### Work to be completed
Exactly as written, give again the line with "on the rural" and all subsequent lines through the end of the records.

### Data records

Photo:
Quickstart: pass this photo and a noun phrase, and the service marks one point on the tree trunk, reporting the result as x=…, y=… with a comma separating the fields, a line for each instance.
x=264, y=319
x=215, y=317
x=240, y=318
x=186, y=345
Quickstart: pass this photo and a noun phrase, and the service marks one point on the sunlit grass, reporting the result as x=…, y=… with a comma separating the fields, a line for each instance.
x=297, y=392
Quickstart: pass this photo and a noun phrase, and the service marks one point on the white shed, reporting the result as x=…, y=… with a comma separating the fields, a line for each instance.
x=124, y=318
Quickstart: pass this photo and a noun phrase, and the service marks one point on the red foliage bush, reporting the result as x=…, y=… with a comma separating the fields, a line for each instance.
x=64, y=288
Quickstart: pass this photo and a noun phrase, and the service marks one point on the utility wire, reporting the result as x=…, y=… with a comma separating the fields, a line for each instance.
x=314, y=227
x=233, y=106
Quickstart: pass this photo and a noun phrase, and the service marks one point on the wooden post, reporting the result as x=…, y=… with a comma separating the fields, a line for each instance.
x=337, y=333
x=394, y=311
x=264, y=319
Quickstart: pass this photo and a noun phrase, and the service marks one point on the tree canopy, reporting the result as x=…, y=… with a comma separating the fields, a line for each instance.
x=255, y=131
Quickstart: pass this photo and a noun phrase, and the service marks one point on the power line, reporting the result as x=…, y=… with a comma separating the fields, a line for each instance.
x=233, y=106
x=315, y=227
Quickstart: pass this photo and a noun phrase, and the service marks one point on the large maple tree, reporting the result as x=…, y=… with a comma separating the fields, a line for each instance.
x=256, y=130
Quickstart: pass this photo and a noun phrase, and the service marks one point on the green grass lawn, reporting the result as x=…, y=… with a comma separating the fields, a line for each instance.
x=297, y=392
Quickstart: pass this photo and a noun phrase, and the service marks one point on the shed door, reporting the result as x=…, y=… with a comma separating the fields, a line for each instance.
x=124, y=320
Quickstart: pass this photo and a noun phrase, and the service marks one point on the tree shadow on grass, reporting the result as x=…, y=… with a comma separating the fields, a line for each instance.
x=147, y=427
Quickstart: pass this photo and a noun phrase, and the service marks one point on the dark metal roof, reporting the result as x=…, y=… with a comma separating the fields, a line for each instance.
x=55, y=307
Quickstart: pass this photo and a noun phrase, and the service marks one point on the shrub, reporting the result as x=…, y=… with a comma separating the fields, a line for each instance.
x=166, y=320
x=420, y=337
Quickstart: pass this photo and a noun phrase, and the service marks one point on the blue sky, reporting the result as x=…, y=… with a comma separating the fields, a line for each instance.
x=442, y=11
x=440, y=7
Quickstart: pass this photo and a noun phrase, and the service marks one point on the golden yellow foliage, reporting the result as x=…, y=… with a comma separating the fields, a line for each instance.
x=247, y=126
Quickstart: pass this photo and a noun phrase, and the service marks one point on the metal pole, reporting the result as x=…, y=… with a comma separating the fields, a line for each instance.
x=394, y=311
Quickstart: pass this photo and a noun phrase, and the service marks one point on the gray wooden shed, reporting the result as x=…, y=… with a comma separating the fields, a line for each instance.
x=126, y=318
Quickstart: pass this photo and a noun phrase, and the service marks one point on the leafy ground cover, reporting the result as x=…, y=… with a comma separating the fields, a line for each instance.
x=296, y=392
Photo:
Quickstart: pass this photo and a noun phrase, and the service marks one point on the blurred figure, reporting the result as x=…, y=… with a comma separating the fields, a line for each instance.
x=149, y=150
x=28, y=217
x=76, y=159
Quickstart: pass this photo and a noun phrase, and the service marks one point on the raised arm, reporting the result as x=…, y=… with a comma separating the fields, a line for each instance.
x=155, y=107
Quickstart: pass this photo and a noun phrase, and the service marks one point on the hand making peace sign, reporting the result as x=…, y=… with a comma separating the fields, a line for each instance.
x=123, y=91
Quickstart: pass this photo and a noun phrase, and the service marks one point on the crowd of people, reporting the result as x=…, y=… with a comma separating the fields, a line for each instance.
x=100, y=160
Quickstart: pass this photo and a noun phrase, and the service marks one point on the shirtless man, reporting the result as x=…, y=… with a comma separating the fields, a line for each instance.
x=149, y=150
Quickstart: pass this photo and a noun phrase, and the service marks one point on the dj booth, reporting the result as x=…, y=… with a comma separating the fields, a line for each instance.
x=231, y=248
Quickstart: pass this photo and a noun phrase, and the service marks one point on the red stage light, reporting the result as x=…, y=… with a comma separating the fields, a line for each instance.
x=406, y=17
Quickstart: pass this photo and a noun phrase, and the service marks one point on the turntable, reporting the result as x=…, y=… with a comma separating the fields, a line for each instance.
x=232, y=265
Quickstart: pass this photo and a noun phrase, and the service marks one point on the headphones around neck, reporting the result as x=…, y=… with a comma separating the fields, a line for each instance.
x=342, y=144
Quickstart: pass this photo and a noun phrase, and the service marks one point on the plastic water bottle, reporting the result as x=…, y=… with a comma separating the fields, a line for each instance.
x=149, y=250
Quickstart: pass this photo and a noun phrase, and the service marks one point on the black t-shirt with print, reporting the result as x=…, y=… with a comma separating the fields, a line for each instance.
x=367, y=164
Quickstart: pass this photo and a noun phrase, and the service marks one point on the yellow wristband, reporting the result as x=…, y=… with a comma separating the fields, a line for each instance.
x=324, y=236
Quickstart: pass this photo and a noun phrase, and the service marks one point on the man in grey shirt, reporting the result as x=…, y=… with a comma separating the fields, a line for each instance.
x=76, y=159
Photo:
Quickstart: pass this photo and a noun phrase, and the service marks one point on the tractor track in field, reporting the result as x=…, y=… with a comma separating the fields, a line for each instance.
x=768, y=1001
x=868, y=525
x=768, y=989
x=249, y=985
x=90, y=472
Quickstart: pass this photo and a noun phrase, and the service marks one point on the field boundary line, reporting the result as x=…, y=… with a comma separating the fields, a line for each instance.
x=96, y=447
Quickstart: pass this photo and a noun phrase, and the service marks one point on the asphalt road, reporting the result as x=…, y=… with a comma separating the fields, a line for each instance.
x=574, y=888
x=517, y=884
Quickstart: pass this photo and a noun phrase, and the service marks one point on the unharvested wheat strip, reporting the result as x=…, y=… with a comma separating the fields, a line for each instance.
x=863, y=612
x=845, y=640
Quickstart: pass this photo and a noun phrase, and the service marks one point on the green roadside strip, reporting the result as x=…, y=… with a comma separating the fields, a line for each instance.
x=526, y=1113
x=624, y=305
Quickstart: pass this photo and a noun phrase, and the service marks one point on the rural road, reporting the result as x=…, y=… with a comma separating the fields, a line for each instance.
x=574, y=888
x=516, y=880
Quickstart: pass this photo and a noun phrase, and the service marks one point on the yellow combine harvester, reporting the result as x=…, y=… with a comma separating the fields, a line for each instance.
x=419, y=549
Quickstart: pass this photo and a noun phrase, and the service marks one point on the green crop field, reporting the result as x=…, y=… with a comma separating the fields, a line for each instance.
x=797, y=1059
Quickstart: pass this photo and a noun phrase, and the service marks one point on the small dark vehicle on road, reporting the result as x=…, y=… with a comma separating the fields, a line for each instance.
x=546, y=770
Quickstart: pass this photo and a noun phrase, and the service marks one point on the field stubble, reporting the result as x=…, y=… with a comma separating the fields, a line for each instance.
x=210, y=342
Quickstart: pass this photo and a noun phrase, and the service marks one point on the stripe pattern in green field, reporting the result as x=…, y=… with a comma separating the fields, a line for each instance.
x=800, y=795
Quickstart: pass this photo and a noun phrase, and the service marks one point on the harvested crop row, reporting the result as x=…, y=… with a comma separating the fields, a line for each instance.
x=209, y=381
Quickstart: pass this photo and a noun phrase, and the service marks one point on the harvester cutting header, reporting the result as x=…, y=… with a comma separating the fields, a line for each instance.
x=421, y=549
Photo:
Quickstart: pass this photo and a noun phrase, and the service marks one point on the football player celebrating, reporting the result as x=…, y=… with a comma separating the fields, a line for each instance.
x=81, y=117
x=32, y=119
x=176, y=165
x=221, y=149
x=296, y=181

### Result below
Quickstart: pass this photo and a noun phrase, and the service marks one point on the rural road, reporting the result as x=…, y=… with a comma separating the fields, a line for each instance.
x=574, y=888
x=516, y=880
Quickstart: pass this photo and a noun phrase, and the service marks one point on the yellow combine harvester, reporting the result as x=…, y=… with a comma separating the fields, a line for each instance.
x=419, y=549
Quickstart: pass this photo and a noun phrase, and the service marks one point on the green crop field, reporting the result as x=…, y=… with a comma separating the fields, a line for each instance.
x=797, y=1059
Quickstart: pass this photo and a noun phrase, and the service marks one point on the small dark vehicle on road, reporting the result as x=…, y=… with a comma separating the fields, a line for each instance.
x=546, y=770
Quickstart: pass this photo and a noun phrase, and the service marks one point on the field stubble, reporting the result as x=…, y=… with a comma separating the fields, a line for each instance.
x=210, y=342
Quickstart: pass this photo and a noun phrase, and the service marks one point on the stripe pattern in green field, reporting the result as x=…, y=… with a comma separating the fields, a line for each instance.
x=800, y=795
Quickstart: pass this photo and a noun phrase, and the service marks one point on the harvested crop row, reporting the result as x=…, y=… with a comma separating the fields, a line for each instance.
x=209, y=381
Quickstart: pass this photo and a noun phrase, and the service marks one point on the harvester cutting header, reporting the result as x=…, y=… with a comma separating the fields, a line for each instance.
x=421, y=549
Photo:
Quickstart: pass this photo and a noun phrase, and the service marks one point on the football player celebrating, reporting the result as x=…, y=… with a comma separating the fields, a line for each instance.
x=81, y=117
x=32, y=119
x=176, y=165
x=221, y=149
x=296, y=181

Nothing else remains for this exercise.